§ **Work to be completed**
Search term "soccer": copy each line of the data containing it.
[The data — start]
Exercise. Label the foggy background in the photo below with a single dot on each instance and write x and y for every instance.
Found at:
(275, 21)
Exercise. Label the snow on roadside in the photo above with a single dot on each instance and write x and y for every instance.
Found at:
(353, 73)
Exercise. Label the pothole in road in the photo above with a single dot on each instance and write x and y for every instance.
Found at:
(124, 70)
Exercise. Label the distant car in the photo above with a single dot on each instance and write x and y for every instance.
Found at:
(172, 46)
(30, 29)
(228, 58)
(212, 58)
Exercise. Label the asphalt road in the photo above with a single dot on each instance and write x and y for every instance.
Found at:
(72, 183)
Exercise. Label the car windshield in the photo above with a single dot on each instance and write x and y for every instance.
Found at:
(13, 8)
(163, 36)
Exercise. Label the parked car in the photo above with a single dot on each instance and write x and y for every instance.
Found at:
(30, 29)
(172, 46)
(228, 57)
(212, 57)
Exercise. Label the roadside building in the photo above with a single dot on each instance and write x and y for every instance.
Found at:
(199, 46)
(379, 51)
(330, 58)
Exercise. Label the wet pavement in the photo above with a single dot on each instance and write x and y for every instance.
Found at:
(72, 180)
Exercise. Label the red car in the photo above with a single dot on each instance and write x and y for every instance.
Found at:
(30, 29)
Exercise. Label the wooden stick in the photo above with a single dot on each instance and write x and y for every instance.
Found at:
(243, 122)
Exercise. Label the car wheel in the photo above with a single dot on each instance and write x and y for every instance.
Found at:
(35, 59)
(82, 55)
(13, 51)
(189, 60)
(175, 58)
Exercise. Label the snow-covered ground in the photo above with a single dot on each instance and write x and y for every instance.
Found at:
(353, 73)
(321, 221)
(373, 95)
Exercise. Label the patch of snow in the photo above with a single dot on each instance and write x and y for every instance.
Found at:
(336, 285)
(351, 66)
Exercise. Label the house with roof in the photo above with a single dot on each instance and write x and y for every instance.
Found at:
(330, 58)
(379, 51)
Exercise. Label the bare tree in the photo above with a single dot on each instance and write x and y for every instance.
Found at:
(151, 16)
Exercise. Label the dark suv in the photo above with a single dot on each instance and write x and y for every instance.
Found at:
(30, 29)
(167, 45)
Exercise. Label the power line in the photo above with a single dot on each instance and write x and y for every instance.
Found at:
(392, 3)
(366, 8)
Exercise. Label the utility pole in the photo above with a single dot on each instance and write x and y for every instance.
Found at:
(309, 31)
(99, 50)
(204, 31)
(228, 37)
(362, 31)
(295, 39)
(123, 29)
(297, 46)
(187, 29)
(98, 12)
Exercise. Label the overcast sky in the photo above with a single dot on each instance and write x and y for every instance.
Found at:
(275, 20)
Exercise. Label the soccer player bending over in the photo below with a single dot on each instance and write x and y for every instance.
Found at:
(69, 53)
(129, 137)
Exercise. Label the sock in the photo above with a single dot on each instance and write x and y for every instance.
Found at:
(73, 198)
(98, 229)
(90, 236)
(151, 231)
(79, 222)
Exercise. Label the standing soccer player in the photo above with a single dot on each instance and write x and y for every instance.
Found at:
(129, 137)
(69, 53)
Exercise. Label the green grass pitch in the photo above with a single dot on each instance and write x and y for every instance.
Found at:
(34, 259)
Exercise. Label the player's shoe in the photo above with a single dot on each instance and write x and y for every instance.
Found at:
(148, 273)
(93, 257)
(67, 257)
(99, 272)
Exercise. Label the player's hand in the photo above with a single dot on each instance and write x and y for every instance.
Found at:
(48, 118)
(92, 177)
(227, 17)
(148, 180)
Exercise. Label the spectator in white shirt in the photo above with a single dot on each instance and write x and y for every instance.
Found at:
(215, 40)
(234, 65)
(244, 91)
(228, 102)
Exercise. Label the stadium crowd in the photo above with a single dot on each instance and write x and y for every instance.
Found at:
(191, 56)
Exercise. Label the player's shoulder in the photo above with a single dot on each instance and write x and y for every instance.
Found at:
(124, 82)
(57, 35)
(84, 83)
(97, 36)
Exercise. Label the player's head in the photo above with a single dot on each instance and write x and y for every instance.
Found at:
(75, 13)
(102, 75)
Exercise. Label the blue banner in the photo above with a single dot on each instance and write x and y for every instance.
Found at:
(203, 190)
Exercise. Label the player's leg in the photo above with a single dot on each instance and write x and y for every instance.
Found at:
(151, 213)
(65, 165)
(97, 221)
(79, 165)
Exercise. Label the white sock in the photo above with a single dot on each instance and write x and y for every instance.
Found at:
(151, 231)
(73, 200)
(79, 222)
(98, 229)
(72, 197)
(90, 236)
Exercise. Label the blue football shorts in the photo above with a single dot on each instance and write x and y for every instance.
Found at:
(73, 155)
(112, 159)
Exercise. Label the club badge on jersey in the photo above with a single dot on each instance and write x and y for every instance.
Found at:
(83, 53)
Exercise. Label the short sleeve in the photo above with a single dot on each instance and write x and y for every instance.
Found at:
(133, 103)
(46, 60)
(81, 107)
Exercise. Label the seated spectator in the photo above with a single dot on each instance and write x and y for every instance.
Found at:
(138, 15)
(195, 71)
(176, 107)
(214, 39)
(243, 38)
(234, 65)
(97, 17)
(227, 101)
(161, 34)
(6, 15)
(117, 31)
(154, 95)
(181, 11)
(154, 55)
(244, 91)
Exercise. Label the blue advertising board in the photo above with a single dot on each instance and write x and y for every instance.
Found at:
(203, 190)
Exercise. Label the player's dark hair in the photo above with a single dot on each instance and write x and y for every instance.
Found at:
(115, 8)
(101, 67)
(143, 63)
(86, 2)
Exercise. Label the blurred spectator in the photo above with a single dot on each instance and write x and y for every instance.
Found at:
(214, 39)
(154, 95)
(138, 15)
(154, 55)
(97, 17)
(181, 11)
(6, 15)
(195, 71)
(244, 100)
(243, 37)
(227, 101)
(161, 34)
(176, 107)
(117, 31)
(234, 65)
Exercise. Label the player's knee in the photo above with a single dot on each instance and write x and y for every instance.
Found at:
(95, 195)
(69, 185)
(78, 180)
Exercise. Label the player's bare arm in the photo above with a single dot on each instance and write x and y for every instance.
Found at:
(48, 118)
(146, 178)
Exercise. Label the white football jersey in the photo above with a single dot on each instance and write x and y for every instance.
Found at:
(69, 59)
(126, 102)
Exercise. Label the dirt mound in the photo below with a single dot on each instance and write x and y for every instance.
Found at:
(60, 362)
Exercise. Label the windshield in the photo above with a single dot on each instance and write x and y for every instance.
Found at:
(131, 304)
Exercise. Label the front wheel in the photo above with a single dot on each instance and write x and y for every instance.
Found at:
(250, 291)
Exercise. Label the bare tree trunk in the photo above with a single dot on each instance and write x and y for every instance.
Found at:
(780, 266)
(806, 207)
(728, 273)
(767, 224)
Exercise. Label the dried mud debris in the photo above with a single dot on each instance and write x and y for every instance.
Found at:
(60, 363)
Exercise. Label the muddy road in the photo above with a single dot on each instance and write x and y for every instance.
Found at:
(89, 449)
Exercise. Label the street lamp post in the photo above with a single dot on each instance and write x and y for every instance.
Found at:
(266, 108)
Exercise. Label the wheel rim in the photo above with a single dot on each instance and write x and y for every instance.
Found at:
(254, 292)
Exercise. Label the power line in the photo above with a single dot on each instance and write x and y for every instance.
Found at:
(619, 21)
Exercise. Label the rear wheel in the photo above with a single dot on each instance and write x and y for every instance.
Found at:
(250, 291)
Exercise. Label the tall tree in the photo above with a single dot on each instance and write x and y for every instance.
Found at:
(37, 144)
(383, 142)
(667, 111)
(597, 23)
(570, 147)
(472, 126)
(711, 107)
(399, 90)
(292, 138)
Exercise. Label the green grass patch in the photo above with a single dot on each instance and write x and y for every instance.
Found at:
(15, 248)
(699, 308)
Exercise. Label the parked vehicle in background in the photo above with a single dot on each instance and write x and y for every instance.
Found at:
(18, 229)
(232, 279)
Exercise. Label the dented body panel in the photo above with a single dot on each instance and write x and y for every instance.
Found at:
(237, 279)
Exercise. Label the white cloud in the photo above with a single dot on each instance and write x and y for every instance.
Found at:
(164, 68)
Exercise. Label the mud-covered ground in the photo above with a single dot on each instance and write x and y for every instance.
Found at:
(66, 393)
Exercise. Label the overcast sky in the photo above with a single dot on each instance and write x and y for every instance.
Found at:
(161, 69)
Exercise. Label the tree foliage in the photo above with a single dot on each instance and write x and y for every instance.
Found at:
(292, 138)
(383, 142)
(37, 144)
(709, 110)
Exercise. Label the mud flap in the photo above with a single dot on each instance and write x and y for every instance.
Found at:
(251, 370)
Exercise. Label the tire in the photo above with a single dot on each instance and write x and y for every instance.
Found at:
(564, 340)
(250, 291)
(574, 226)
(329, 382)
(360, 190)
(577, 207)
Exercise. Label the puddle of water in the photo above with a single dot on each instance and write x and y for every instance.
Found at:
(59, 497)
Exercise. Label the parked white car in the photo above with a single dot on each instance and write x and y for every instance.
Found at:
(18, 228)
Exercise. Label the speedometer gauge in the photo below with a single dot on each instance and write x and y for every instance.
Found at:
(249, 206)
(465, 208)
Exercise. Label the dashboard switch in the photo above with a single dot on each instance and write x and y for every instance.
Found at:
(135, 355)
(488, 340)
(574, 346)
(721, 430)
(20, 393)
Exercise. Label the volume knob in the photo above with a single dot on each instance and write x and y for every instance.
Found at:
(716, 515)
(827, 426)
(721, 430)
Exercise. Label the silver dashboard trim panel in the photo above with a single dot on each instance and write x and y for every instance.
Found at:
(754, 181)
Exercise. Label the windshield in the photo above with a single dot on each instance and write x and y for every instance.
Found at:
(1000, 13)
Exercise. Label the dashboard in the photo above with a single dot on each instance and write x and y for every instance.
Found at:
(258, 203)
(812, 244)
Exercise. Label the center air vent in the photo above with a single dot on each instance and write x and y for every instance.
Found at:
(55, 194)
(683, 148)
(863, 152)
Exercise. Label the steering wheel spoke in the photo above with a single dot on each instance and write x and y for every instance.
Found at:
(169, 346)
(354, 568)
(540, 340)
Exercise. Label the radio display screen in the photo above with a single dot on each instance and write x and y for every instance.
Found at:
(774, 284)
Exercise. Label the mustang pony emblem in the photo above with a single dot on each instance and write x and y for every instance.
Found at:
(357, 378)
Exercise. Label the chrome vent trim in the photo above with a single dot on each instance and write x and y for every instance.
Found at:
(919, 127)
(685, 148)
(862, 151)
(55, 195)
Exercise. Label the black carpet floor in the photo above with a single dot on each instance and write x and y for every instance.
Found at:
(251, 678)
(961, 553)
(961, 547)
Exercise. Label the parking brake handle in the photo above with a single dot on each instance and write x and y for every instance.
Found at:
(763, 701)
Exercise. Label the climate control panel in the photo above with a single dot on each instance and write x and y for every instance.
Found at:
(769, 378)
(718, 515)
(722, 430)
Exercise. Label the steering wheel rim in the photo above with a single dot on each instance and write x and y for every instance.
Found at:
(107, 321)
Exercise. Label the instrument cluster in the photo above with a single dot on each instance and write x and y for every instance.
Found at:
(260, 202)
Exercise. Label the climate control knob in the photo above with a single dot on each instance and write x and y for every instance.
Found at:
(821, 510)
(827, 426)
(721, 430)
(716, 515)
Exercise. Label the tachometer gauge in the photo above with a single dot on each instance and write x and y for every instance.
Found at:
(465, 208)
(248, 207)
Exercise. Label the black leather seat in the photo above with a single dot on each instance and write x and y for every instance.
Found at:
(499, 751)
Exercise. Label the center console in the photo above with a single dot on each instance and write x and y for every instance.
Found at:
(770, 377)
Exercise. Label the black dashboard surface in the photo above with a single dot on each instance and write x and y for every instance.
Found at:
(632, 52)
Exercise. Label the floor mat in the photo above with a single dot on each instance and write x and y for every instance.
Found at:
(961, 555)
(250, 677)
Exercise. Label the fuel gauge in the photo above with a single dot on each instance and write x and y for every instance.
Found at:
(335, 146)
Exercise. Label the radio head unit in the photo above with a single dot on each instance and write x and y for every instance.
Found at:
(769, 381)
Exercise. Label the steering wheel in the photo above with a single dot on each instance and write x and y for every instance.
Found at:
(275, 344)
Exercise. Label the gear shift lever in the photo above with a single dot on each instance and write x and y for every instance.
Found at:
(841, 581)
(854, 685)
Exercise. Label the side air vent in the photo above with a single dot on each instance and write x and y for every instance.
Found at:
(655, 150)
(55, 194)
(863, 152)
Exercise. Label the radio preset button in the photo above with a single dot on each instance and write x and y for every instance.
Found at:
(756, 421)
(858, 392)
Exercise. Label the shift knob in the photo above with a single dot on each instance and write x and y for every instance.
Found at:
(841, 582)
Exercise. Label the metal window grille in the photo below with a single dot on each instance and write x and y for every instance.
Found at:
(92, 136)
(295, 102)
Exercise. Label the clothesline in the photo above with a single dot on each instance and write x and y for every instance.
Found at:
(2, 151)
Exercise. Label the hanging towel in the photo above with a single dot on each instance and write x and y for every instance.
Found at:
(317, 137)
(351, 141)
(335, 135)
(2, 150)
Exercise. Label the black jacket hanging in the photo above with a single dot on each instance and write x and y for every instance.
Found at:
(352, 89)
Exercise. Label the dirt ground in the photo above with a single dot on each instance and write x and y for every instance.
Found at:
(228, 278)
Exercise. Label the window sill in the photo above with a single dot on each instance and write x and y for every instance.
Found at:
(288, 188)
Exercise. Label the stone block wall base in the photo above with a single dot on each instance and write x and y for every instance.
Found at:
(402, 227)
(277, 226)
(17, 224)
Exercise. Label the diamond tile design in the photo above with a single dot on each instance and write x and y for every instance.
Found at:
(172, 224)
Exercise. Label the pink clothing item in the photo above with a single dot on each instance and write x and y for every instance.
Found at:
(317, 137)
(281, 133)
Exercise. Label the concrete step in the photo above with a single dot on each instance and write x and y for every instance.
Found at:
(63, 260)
[The data — finish]
§ **Result of the task**
Exercise. Label the soccer player bending over in the photo below with a single dot on each instance and write x and y for every instance.
Exercise. Label the standing soccer player in the photo above with a single dot on each instance and write x and y for every instance.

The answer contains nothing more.